#### Data extract:
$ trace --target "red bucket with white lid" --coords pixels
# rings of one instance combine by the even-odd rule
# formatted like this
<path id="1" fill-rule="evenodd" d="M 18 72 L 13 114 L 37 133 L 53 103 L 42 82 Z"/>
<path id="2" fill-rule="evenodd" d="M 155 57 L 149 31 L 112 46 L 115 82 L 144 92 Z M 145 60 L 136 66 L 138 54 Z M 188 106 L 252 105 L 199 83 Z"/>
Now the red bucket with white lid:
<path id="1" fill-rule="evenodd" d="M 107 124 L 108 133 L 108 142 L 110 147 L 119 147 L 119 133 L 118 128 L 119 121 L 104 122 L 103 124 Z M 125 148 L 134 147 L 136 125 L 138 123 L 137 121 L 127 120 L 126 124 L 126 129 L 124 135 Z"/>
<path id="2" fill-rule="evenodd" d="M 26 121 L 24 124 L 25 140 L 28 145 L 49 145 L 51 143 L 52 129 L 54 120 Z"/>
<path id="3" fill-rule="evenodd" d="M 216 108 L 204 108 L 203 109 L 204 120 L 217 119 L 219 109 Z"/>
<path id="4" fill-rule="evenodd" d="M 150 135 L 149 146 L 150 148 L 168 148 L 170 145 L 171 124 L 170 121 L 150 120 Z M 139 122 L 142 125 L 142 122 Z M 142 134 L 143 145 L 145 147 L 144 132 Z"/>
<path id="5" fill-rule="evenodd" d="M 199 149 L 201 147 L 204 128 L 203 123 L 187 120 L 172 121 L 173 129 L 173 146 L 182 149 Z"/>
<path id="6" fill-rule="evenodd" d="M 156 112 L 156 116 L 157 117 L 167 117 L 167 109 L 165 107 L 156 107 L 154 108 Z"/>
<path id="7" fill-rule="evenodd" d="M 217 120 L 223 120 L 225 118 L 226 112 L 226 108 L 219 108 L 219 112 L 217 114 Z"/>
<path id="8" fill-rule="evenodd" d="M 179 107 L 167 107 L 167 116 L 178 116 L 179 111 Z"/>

#### Given exercise:
Reproduce every row above character for character, in the same order.

#### Right answer:
$ trace --target "red bucket with white lid" --coords pixels
# rings of one instance combine by the even-odd rule
# formatted like this
<path id="1" fill-rule="evenodd" d="M 18 72 L 13 114 L 37 133 L 53 103 L 42 82 Z"/>
<path id="2" fill-rule="evenodd" d="M 155 57 L 149 31 L 112 46 L 115 82 L 144 92 Z M 145 60 L 136 66 L 138 54 Z M 188 106 L 252 105 L 199 83 Z"/>
Now the red bucket with white lid:
<path id="1" fill-rule="evenodd" d="M 107 124 L 108 133 L 108 142 L 110 147 L 119 147 L 119 133 L 118 128 L 119 121 L 104 122 L 103 124 Z M 125 148 L 134 147 L 136 125 L 138 123 L 137 121 L 127 120 L 126 124 L 126 129 L 124 135 Z"/>
<path id="2" fill-rule="evenodd" d="M 26 121 L 24 124 L 25 140 L 28 145 L 49 145 L 51 143 L 52 129 L 54 120 Z"/>
<path id="3" fill-rule="evenodd" d="M 216 108 L 204 108 L 203 109 L 204 120 L 217 119 L 219 109 Z"/>
<path id="4" fill-rule="evenodd" d="M 150 135 L 149 146 L 150 148 L 168 148 L 170 145 L 171 124 L 170 121 L 150 120 Z M 139 122 L 142 125 L 142 122 Z M 142 134 L 143 145 L 145 147 L 144 132 Z"/>
<path id="5" fill-rule="evenodd" d="M 199 149 L 201 147 L 204 128 L 203 123 L 187 120 L 172 121 L 173 129 L 173 146 L 182 149 Z"/>
<path id="6" fill-rule="evenodd" d="M 156 112 L 156 116 L 157 117 L 167 117 L 167 109 L 165 107 L 156 107 L 154 108 Z"/>
<path id="7" fill-rule="evenodd" d="M 217 120 L 223 120 L 225 118 L 226 112 L 226 108 L 219 108 L 219 112 L 217 114 Z"/>
<path id="8" fill-rule="evenodd" d="M 179 107 L 167 107 L 167 116 L 178 116 L 179 111 Z"/>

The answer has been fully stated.